━━━ Given records

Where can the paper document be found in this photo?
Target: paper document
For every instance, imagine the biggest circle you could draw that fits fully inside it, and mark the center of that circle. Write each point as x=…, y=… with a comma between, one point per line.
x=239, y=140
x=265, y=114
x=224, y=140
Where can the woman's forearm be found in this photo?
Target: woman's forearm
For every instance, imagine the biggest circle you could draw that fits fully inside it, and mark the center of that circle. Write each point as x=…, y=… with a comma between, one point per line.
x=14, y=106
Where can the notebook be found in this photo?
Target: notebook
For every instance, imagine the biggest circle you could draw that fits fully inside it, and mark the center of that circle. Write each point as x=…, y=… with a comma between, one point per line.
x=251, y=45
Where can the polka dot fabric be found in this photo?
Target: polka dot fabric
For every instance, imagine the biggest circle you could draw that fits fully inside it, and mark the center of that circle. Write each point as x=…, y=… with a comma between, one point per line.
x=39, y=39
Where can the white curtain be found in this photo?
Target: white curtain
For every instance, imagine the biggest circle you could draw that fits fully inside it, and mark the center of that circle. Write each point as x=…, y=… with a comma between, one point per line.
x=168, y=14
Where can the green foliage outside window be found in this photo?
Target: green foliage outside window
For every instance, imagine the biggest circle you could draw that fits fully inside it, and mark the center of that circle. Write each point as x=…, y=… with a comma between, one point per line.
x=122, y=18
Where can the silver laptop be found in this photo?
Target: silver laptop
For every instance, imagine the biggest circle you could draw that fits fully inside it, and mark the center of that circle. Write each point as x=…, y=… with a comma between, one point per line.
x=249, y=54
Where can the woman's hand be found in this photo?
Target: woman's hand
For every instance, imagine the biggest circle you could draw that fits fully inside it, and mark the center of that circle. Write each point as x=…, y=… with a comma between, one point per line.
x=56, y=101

━━━━━━

> Task instructions
Restate all of the data above. Match it word for word.

> Solved exercise
Where can the paper document be found in this photo?
Target: paper document
For every instance, imagine the biggest circle you could draw that fits fully inside it, and mark the center of that circle. Write each point as x=…, y=… with a comma between, one point per line.
x=239, y=140
x=265, y=114
x=224, y=140
Where can the woman's forearm be found in this photo?
Target: woman's forearm
For every instance, imagine the biggest circle you could draw that fits fully inside it, and mark the center of that circle. Write each point as x=…, y=… with a comma between, one point per line.
x=14, y=106
Where can the notebook be found in this photo?
Target: notebook
For every instance, imagine the biggest circle you could draw that fits fully inside it, and mark the center of that circle. Write each point as x=…, y=… with a comma between, one point per line.
x=251, y=45
Where can the polka dot fabric be found in this photo?
Target: polka dot fabric
For every instance, imagine the biggest circle you could draw that fits fully inside it, and mark the center of that circle. Write each point as x=…, y=… with a comma between, one point per line.
x=39, y=39
Where can the white curtain be found in this photo?
Target: white curtain
For every instance, imagine the biggest circle you could draw that fits fully inside it, and mark the center of that circle. Write each point as x=…, y=… with a comma between, one point per line.
x=168, y=14
Where can the green foliage outside window be found in this photo?
Target: green foliage outside window
For every instance, imagine the biggest circle you could draw that fits fully inside it, and mark the center of that circle. Write each point as x=…, y=… with a comma between, one point per line.
x=122, y=18
Where can the silver laptop be found in this photo?
Target: silver laptop
For every instance, imagine the biggest circle you could draw that fits fully inside it, and mark the center of that circle. Write each point as x=…, y=… with a comma between, one point per line.
x=249, y=54
Where can the woman's hand be found in this photo?
Target: woman's hand
For every instance, imagine the biggest circle you could draw that fits fully inside it, and mark the center of that circle. Write each point as x=…, y=… with a comma between, one point per line.
x=56, y=101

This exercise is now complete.